Replace "fiercely" with "firmly" in the passage about Professor Craft, and give the section from "He is irritated" to "can be pushed." in full.

» **TEXT UNDER STUDY**:
━━━
But it has not all been uninterrupted success. A few years ago he was criticised for using egg donors known to the patient, but that is now accepted practice. During Professor Craft's tenure, in 1987, the Humana was temporarily removed from what was then the Voluntary Licensing Authority's (superseded by the Human Fertilisation Embryology Authority) approved list of clinics because of disagreement over the authority's decision to insist on a rigid limit - of four - on the number of eggs or embryos being transferred to a patient.

Dame Mary Donaldson, then chair of the authority, was sharp in her criticism: 'Everyone was working very hard to do a good job and you have one man out of step who is prejudicing the whole issue - although he insists everyone else is out of step.'

The business of how many eggs should be used - the limit is now set at three - is highly contentious because with the use of up to 10 eggs, which is the maximum Professor Craft has used, there is a chance of multiple births that can put the mother as well as the foetuses at risk. Professor Craft, on the other hand, argues that using a small number of her own eggs is sensible with a young woman, because it is in young women that the chance of multiple pregnancy is greatest. However, he says that the blanket ruling seriously limits the chance of women over 40 being able to become pregnant using their own eggs, because the chances of success are lower at that age.

He is irritated by what he sees as media hyping of the risks of what he regards as the miracle of creating life because he is sure it will deter people from donating eggs. The more eggs available, he argues fiercely, the higher the success rate can be pushed.

Professor Craft's relentless battle to fulfil his patients' desires may be admirable, but it begs uncomfortable questions about how far medical practice should follow individual interests. Already there are a handful of clinics offering sex selection, with very little success. Professor Craft can see nothing unethical about making babies of a given sex; and, no, he doesn't see the danger of a government ever deciding to create more men. Nor is he unduly concerned about where manipulating the human embryo might lead. 'Of course these things can be misused,' he says, 'but a lot of the worries are alarmist. They are used to fire people up to read the newspapers. But it raises another question - is it wrong for someone requesting donor sperm insemination to request a donor who has a particular interest in sport as opposed to in music? I don't see that as inherently unethical.'

By now he's had enough of futuristic speculation, the stuff which, he fears, earns him the maverick label: he wants to talk about the latest work being done on fertility. The need for eggs is great, and he would like to see a system where donor eggs are given to a centre like his, fertilised with the partner's sperm, and frozen ready for use; or they could be frozen with non-related sperm and made available to other, infertile, couples. 'There are too many abortions and no children to adopt now so why not adopt an embryo?' he asks.
━━━
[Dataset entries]
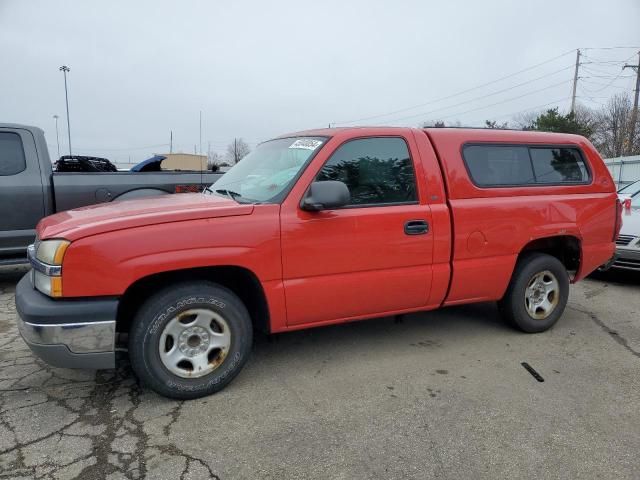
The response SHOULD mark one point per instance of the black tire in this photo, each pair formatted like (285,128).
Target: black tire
(513,305)
(166,305)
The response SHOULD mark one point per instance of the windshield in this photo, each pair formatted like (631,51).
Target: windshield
(267,173)
(631,189)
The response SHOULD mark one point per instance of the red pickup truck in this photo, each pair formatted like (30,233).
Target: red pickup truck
(318,228)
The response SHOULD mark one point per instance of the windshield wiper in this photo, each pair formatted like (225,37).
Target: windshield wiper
(233,195)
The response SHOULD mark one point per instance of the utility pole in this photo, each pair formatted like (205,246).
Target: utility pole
(64,69)
(634,112)
(57,136)
(575,82)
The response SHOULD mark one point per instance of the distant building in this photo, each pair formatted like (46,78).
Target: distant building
(184,161)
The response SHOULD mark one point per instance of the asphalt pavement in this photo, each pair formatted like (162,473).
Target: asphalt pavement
(436,395)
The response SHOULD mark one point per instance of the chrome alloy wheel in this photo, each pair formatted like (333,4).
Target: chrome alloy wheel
(194,343)
(542,295)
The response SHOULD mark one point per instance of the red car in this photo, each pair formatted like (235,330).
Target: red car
(318,228)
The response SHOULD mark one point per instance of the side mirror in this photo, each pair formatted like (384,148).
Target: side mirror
(326,195)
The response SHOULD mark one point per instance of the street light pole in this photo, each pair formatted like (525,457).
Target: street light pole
(64,69)
(57,136)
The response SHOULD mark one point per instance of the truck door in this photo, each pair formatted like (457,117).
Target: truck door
(370,257)
(21,194)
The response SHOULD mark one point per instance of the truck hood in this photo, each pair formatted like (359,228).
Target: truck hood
(106,217)
(631,222)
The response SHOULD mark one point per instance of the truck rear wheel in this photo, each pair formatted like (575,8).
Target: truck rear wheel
(190,340)
(537,294)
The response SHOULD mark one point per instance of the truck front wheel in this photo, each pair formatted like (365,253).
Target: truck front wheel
(190,340)
(537,294)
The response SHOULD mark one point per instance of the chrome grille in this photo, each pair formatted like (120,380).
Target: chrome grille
(624,239)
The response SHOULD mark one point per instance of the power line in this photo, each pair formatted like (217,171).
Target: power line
(532,108)
(453,95)
(610,48)
(478,108)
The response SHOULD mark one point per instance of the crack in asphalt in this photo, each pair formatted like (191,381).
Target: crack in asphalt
(57,423)
(612,333)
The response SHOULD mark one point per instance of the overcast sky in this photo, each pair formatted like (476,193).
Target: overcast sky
(258,69)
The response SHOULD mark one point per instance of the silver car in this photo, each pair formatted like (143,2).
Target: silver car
(628,242)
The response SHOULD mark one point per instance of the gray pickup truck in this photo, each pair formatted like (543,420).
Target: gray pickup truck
(30,189)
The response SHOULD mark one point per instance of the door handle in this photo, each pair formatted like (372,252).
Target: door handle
(416,227)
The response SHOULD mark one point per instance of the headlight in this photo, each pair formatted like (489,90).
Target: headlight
(46,258)
(51,286)
(52,252)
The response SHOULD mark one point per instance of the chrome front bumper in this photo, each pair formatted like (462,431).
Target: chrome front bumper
(627,259)
(76,333)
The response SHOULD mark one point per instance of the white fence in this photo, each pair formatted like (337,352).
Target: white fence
(624,170)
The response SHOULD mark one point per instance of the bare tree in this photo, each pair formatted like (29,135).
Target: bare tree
(237,150)
(613,128)
(523,121)
(214,159)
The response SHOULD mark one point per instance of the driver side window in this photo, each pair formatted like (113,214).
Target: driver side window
(376,170)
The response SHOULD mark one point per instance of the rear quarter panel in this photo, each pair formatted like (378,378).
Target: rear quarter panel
(492,225)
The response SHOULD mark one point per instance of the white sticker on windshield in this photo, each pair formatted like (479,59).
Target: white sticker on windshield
(306,144)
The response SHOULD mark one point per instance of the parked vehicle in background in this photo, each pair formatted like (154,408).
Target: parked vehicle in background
(630,190)
(80,163)
(30,189)
(628,242)
(318,228)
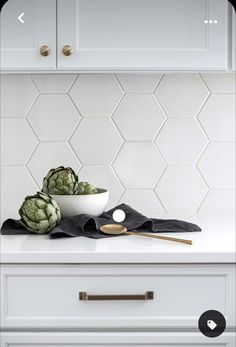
━━━
» **OUTPUT FOR THIS TASK**:
He is irritated by what he sees as media hyping of the risks of what he regards as the miracle of creating life because he is sure it will deter people from donating eggs. The more eggs available, he argues firmly, the higher the success rate can be pushed.